▶ Required work
Output every line of the listing below verbatim, without adding, dropping, or changing anything.

start Task data

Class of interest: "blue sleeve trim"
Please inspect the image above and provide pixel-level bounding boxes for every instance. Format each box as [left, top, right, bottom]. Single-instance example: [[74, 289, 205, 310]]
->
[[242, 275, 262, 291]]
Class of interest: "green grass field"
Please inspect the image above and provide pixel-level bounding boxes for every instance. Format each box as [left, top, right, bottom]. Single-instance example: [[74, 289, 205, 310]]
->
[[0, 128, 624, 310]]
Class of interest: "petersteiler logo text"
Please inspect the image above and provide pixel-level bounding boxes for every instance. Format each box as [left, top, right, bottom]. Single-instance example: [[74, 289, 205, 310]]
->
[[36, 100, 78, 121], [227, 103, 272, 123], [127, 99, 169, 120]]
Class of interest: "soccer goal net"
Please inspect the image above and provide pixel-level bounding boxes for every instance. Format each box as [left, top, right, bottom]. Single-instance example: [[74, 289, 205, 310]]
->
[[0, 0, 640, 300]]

end Task data

▶ Final result
Class of interest: "blue sleeve trim"
Please inspect the image above and provide pixel-level bounding boxes for every instance. Format each box as [left, top, right, bottom]. Single-instance example: [[74, 289, 205, 310]]
->
[[242, 275, 262, 291]]
Class of interest: "green grass field"
Please inspect the image above and provide pixel-level bounding boxes for every instance. Format each box as [left, top, right, bottom]. Single-instance example: [[74, 289, 205, 310]]
->
[[0, 128, 624, 310]]
Class of interest: "petersteiler logo text"
Please inspect the image above and provide pixel-level bounding boxes for every instance. Format each box as [left, top, right, bottom]. Single-instance example: [[74, 289, 205, 310]]
->
[[36, 100, 78, 121], [227, 103, 272, 123], [127, 99, 169, 120]]
Class of interest: "soccer goal net"
Please inspect the image above and provide pixel-level bounding boxes for every instance. Format each box as [left, top, right, bottom]. Single-instance example: [[74, 289, 205, 310]]
->
[[0, 0, 640, 300]]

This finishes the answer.